= AIM OF THE TASK =
Return all the entries exactly. No pictures.

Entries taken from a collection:
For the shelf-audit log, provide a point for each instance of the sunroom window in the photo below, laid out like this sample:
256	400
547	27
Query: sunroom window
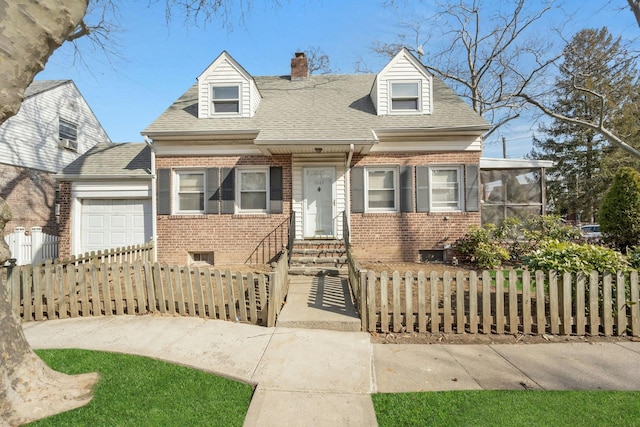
445	189
405	97
252	190
226	99
382	189
191	191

= EXERCISE RESULT =
For the shelf-audit log, provide a point for each instance of the sunroom window in the photo below, laid out like this sample:
256	400
547	27
Query: sunroom window
445	189
405	97
252	190
226	99
382	189
191	191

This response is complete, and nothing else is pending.